• _Aim of the task_
Pull out each line of the listing below that contains the word "flower".

___ Material for the task ___

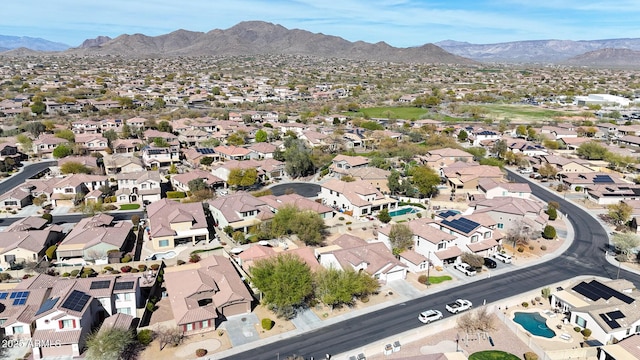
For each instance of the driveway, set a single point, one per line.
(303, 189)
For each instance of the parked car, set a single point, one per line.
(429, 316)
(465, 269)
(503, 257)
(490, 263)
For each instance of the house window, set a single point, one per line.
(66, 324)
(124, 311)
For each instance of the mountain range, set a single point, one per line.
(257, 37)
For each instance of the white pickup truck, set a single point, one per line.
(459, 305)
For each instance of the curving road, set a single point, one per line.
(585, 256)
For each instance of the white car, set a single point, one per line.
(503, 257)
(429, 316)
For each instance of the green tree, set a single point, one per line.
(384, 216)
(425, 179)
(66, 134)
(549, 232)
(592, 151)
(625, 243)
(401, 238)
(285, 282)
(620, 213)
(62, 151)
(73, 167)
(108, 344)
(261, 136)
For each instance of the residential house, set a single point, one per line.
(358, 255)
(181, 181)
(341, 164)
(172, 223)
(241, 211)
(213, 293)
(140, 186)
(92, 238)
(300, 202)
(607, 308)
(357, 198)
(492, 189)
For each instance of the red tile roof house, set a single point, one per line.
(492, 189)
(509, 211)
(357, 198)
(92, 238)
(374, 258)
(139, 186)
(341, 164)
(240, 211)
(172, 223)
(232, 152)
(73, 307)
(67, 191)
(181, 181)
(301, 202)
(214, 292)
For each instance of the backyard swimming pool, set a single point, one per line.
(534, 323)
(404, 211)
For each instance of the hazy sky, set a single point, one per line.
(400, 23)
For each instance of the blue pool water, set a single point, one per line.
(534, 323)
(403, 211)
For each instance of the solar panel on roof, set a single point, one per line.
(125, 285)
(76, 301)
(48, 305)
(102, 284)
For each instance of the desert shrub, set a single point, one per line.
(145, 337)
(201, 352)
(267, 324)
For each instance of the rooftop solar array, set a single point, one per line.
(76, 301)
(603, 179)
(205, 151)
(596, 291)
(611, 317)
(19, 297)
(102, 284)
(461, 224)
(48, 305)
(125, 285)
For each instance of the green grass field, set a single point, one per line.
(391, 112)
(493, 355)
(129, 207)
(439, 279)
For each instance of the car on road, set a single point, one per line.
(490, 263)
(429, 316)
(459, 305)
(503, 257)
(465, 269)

___
___ Material for the task ___

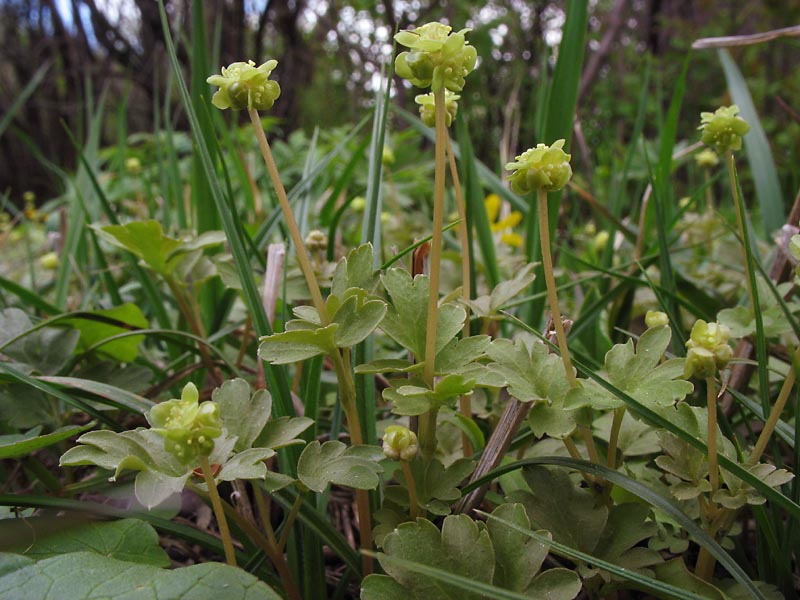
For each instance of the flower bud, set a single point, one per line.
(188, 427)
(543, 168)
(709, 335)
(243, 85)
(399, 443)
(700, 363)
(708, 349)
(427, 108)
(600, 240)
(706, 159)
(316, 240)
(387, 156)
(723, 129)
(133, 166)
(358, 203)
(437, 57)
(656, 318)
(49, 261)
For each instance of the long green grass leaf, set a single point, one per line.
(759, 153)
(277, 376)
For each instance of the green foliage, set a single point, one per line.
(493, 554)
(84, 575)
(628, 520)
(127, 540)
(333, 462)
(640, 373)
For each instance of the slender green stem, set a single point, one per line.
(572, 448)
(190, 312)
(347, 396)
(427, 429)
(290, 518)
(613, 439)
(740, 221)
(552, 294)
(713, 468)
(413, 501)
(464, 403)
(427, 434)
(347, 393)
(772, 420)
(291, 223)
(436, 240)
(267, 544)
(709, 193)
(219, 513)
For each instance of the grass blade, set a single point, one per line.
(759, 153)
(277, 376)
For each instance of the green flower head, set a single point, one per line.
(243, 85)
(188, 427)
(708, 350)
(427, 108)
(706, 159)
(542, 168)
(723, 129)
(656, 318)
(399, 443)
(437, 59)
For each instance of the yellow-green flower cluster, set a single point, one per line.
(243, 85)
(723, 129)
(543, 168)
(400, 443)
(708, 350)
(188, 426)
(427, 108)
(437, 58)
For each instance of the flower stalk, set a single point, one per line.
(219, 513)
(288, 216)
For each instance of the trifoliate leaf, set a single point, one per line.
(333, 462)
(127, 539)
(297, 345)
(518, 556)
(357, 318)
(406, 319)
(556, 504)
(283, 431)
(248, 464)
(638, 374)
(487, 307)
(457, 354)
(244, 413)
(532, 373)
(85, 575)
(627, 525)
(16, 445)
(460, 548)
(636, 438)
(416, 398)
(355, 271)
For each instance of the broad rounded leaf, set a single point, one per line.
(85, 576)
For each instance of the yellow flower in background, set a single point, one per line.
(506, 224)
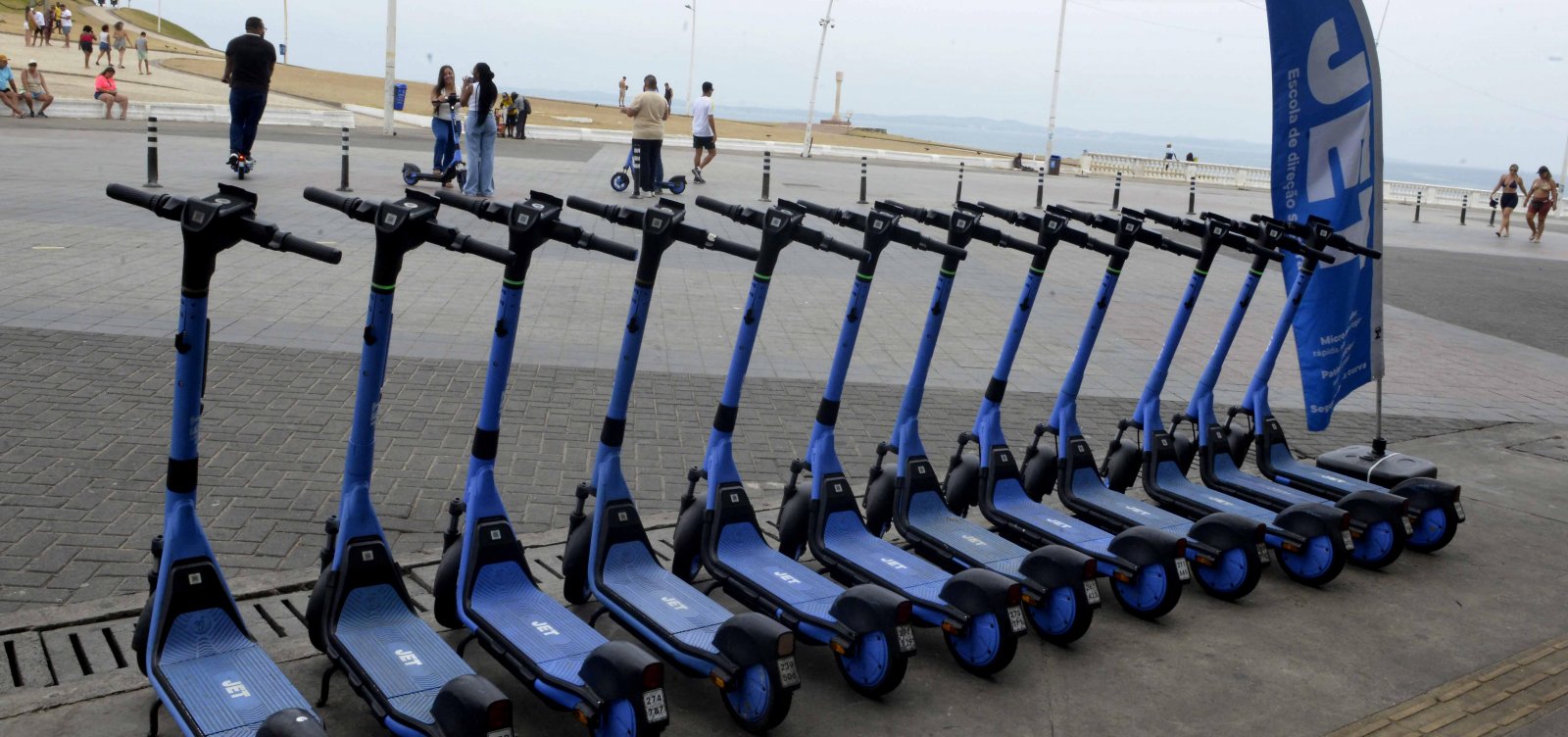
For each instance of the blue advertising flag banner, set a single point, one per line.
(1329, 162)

___

• _Response below_
For each instance of the flower bud, set a single point, one per line.
For each instance of the green flower head, set a single point, one per line.
For each instance of the yellow-green flower cluster, set a single point, one per line.
For each instance of the flower stalk, set a single point, one per line.
For each instance of the yellow flower in background, set a single point, one per line.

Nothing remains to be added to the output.